WHAT YOU ARE ASKED TO DO: When you restate the data, keep every word as it is and drop the images.

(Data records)
--- START ---

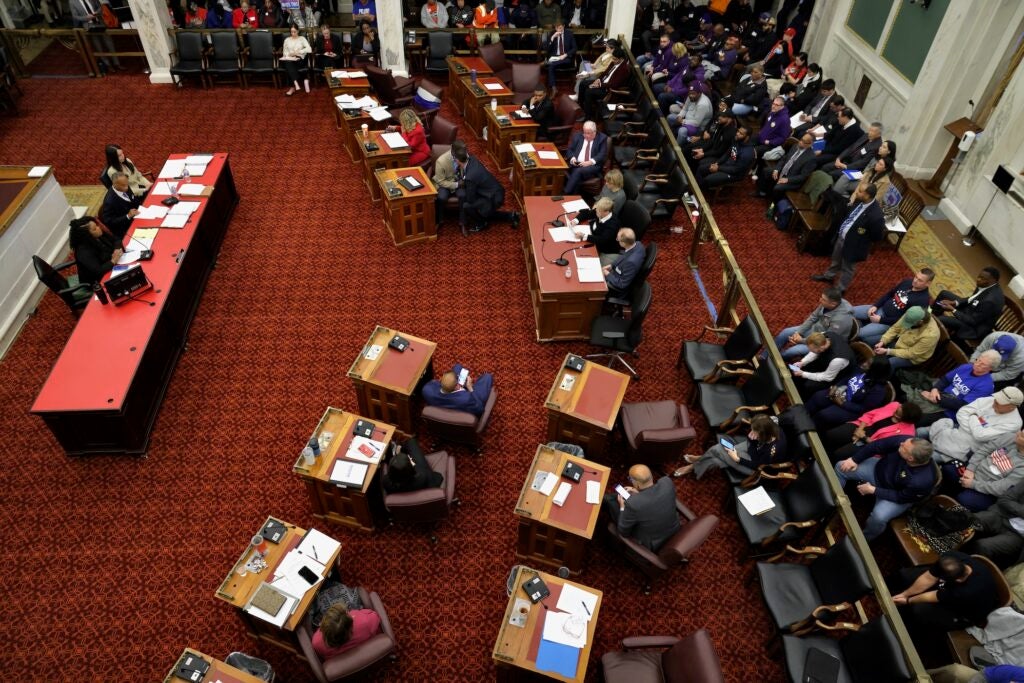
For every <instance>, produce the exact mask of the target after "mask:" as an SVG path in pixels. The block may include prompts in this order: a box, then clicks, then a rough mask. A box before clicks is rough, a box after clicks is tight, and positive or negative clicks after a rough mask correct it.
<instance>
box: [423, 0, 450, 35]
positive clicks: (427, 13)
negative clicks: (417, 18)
mask: <svg viewBox="0 0 1024 683" xmlns="http://www.w3.org/2000/svg"><path fill="white" fill-rule="evenodd" d="M420 24H422V25H423V28H424V29H428V30H429V29H444V28H446V27H447V8H446V7H444V4H443V3H440V2H438V1H437V0H427V1H426V2H424V3H423V7H421V8H420Z"/></svg>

--- END ---

ANSWER BOX:
For every <instance>, produce the exact mask of the target after "mask:" as an SVG path in pixels. The block may include prompts in this order: a box, then clicks, then a rough mask. A box before clicks is rough, a box after clicks is tight, and positive or negative clicks after a rough mask correct it.
<instance>
box: [423, 0, 450, 35]
positive clicks: (427, 13)
negative clicks: (417, 18)
mask: <svg viewBox="0 0 1024 683" xmlns="http://www.w3.org/2000/svg"><path fill="white" fill-rule="evenodd" d="M420 24H422V25H423V28H424V29H428V30H429V29H444V28H446V27H447V8H446V7H444V4H443V3H440V2H438V1H437V0H427V1H426V2H424V3H423V7H421V8H420Z"/></svg>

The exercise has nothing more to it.